Our Own 300 km Brevet

title_hw2

Mark and I were signed up to do the Seattle Randonneur’s 300 km brevet last weekend. A few days before the brevet, it snowed, and the organizers decided to play it safe and cancel the brevet. Mark and I decided to ride 300 km on our own instead. If it was icy, we’d take a lowland route, but otherwise, we’d head into the mountains on our favorite roads.

sunrise

We met at 6 in the morning, and by sunrise, we were already descending into the Snohomish River valley. It promised to be a gorgeous day.

two_randonneuses

We were riding our 650B randonneur bikes. Funny thing, we talked about a lot of things all day long, but not once about bikes. When you have a bike that is close to optimal, you no longer think about it and just enjoy the ride. The photo was taken while we stopped at a bakery, but this being a brevet, we got some pastries to go rather than sit down for a while. We also limited our photo stops, and most of the images you see in this post were taken while rolling along.

reiter_road

We headed into the mountains on familiar backroads, enjoying the beautiful, sunny day.

index_bridge

The recent dusting of snow made the scenery all the more spectacular. Fortunately, the roads were free of snow and ice.

# [JOBS]
**A.** Answer these questions using the brevet post:
(i) What happened a few days before the scheduled brevet?
(ii) What kind of bikes were the two riders using?
(iii) At what kind of place did they stop when the photo of the bikes was taken?
**B.** Continue the brevet post after its last sentence, keeping its voice and tone.
The listing that comes next has nothing to do with the brevet post.

# [SUPPLIED DATA]
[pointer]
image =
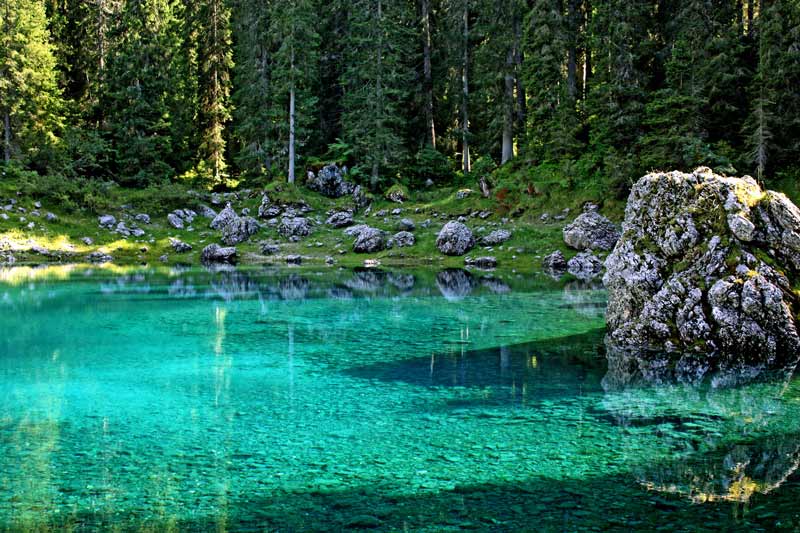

# [WRITTEN RESPONSES]
**A.**
(i) It snowed, and the organizers canceled the brevet.
(ii) 650B randonneur bikes.
(iii) A bakery.

**B.**
washout

Usually we turn around in Index, but today we continued to Skykomish. Mark was reluctant, as he dislikes Highway 2. I kept telling him of this beautiful backroad that winds its way into Skykomish. When we finally got there, the road was washed out after just a mile or two.

The Skykomish River had changed its course right through the former roadway. In the photo above, you can barely see the now useless bridge in the background. In the photo, the embankment on which Mark is standing hides much of the river, which was was too wide and deep to ford on a cold spring day. In late summer, when the flow is greatly reduced, it may be worth a try… as I hate to lose a wonderful specimen from my collection of backroads.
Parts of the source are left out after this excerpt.